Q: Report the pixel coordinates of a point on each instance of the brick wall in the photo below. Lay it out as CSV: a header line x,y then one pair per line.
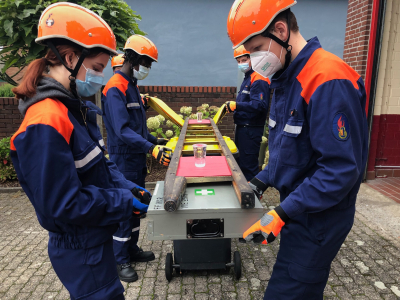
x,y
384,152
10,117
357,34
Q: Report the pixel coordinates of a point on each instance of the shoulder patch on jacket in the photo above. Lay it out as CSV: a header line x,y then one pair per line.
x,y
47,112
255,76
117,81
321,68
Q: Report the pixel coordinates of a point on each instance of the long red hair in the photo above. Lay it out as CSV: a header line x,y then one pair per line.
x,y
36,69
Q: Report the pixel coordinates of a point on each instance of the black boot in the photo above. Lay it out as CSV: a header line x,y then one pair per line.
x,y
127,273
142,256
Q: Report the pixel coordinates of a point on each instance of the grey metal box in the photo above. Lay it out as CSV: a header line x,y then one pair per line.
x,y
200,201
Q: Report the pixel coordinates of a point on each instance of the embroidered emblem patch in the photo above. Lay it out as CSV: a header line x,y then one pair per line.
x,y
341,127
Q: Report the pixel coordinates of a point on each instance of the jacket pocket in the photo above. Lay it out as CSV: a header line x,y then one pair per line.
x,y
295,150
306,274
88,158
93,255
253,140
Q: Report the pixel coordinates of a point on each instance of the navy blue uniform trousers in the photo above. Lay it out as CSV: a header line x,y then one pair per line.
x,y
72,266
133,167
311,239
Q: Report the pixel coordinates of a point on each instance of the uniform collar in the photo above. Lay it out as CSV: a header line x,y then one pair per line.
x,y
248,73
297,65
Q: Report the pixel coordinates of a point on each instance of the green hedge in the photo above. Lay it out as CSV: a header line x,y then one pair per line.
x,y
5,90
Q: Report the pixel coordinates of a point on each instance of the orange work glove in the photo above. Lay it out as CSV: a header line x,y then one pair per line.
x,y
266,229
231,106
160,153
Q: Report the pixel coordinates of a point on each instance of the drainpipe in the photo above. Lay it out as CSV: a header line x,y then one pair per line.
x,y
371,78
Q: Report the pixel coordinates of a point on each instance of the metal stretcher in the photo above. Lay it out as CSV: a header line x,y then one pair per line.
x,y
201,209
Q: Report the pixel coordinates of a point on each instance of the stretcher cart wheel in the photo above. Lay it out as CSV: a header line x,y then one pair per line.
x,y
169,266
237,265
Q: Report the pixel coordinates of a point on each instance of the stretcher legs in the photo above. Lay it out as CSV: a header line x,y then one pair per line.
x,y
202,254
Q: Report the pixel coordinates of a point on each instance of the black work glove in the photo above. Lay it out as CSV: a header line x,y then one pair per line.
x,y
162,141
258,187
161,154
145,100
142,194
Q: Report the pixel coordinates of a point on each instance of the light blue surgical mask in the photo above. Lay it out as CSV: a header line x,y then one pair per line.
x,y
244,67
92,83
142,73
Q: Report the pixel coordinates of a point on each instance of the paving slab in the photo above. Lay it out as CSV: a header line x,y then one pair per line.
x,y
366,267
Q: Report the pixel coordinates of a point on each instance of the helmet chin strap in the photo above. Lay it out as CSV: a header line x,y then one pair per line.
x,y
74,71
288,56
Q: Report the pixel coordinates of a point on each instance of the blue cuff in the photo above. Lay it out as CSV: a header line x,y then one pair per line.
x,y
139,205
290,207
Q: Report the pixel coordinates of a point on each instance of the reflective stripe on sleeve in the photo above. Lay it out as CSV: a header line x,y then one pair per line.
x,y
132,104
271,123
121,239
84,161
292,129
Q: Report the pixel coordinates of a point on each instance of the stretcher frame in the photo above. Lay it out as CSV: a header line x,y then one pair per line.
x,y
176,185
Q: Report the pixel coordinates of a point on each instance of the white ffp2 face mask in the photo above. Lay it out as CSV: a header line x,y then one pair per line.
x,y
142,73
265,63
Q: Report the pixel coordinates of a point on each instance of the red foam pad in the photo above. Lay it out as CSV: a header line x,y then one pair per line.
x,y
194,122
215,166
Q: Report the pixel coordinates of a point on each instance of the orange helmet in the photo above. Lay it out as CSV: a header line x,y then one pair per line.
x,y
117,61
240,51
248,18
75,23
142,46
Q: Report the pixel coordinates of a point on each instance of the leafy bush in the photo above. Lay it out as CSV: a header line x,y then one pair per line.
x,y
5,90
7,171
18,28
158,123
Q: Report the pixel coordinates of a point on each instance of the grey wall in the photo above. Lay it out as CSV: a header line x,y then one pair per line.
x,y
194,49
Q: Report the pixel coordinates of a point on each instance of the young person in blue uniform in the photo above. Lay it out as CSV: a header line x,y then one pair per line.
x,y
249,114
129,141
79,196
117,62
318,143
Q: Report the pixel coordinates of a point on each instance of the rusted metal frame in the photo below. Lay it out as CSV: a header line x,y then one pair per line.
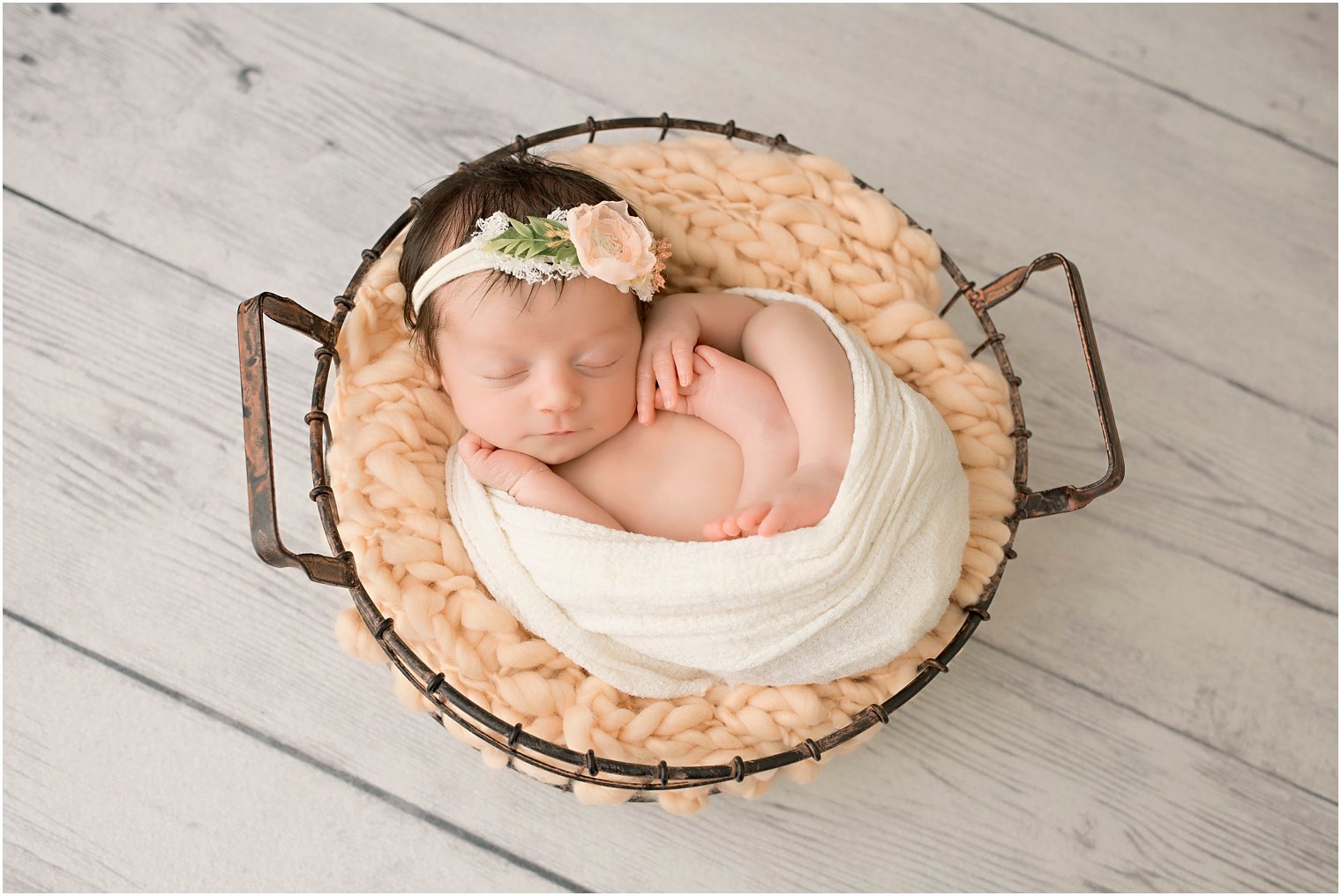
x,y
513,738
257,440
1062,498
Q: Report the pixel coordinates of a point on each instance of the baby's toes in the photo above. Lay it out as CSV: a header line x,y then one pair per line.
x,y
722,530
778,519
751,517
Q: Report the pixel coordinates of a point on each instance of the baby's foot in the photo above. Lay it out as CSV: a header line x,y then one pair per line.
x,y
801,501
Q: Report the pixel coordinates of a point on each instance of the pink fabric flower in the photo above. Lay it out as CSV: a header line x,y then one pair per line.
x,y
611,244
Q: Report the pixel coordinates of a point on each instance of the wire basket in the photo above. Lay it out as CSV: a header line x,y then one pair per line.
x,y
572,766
++++++++
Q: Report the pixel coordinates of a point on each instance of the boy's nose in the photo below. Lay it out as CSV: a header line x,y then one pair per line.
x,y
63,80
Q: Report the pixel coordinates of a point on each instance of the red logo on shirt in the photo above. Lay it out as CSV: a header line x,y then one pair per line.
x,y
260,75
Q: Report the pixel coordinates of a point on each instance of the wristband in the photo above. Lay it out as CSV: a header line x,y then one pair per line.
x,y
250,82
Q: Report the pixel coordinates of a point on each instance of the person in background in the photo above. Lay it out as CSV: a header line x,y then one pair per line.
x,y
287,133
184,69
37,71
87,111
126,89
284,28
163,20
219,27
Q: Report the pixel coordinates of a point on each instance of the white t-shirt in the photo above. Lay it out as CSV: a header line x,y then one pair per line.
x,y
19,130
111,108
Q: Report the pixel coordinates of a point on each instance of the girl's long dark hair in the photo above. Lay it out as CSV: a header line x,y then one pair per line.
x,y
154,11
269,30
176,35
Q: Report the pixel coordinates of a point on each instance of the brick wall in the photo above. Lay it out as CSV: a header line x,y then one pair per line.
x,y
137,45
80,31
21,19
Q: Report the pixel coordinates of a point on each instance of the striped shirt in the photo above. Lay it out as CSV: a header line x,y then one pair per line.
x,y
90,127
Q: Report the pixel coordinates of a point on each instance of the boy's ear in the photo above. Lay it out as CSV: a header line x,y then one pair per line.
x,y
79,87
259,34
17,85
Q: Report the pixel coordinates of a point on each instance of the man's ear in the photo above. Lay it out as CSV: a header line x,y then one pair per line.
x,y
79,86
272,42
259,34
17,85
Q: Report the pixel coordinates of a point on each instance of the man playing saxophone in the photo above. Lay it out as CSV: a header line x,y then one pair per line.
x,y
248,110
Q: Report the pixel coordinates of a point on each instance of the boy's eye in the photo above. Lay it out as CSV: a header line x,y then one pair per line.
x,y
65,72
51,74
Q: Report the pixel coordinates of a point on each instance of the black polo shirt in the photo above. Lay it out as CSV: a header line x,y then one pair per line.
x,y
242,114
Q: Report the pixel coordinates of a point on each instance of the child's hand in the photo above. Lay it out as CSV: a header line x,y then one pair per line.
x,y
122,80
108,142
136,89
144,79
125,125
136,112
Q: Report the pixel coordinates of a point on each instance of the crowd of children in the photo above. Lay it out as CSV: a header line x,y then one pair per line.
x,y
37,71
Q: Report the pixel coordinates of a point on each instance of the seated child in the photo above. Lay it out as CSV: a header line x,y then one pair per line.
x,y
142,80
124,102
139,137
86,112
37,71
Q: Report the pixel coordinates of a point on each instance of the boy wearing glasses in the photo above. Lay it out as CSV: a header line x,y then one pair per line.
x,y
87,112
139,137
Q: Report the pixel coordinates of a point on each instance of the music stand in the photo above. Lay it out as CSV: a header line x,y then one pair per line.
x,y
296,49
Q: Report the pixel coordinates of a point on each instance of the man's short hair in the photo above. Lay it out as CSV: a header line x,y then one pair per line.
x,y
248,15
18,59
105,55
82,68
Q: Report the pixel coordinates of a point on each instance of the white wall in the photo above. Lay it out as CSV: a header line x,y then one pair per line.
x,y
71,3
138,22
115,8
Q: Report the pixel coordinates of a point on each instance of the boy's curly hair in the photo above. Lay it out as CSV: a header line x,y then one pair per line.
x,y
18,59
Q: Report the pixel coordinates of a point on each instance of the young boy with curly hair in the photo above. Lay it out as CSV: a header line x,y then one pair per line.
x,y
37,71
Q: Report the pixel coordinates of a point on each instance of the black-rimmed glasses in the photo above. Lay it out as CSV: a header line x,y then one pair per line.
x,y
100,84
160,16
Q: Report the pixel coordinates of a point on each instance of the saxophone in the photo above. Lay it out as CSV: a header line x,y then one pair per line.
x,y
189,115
++++++++
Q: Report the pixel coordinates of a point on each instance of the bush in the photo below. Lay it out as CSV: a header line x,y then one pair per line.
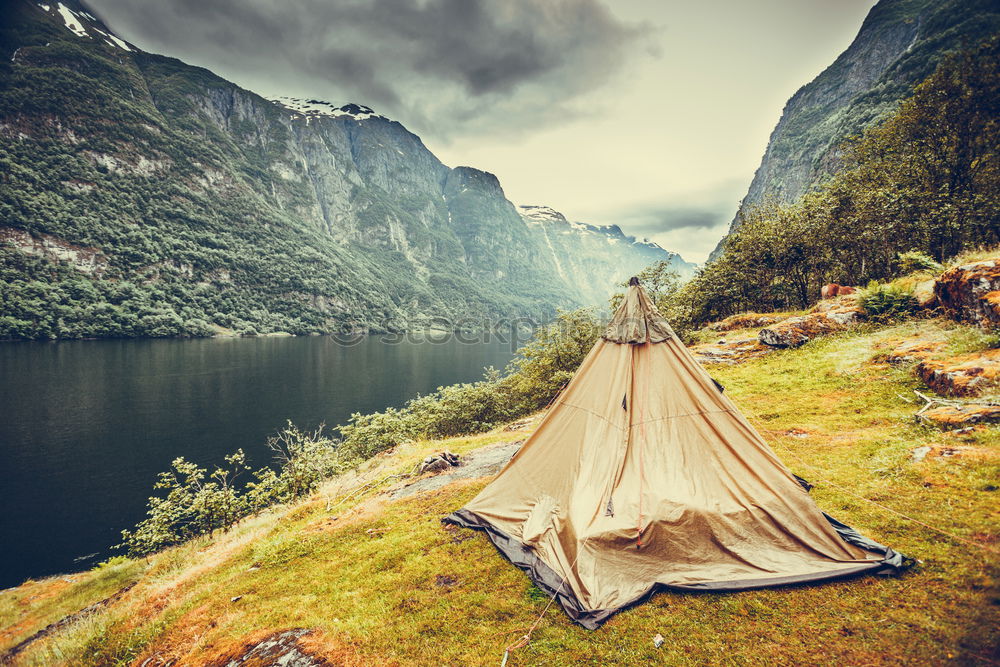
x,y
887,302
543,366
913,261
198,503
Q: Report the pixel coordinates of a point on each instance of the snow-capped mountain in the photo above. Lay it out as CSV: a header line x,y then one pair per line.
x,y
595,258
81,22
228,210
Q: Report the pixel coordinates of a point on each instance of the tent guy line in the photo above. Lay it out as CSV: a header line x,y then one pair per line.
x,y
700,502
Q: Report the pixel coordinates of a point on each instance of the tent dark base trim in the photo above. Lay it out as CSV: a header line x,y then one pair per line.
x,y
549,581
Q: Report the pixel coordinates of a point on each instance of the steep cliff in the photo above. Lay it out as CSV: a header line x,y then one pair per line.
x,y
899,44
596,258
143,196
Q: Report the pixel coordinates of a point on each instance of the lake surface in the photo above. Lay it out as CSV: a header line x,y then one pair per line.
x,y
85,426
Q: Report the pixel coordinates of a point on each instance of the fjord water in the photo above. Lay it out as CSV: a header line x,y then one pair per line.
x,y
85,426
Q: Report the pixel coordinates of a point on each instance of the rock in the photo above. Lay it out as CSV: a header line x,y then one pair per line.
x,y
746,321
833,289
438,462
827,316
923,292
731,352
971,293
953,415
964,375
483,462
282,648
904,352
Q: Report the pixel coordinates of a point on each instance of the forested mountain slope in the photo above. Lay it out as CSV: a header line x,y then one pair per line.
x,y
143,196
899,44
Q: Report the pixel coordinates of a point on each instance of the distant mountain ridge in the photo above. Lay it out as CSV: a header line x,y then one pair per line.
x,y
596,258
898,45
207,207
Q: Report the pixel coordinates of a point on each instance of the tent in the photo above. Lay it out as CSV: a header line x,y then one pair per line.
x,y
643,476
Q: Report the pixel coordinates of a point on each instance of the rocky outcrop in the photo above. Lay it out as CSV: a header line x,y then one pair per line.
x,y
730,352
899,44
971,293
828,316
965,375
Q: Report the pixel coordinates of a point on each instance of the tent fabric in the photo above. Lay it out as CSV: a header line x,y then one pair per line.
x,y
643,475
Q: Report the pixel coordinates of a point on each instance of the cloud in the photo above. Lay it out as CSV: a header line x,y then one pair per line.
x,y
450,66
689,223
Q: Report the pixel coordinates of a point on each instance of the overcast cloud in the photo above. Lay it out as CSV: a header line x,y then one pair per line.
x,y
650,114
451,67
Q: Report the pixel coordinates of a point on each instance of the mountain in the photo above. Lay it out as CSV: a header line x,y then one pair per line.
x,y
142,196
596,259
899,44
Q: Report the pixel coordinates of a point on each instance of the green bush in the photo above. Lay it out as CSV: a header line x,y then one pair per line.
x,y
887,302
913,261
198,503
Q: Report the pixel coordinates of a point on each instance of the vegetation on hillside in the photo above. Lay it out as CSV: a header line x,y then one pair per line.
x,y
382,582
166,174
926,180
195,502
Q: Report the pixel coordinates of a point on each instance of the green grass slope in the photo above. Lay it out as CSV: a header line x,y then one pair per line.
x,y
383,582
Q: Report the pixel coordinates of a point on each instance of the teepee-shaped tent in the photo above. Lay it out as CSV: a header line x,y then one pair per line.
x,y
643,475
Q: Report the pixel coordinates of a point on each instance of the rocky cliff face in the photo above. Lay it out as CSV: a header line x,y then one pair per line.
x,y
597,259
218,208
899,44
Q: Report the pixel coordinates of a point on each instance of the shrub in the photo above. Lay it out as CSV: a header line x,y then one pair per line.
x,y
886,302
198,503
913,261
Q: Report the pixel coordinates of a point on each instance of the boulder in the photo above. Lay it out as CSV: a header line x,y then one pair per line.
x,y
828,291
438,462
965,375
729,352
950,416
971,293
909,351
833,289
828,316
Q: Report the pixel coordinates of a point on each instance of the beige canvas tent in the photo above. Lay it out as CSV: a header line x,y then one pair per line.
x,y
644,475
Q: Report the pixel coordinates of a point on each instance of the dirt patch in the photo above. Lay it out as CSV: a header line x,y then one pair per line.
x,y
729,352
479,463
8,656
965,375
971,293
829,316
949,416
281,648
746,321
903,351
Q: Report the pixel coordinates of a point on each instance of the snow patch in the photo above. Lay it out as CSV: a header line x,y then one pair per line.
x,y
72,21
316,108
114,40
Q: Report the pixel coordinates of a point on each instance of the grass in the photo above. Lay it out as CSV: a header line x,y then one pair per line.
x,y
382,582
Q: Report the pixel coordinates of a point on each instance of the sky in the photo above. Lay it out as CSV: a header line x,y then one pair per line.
++++++++
## [Exercise description]
Count how many lines of the material above contain the string "long", and reply with that number alone.

## [Solved exercise]
2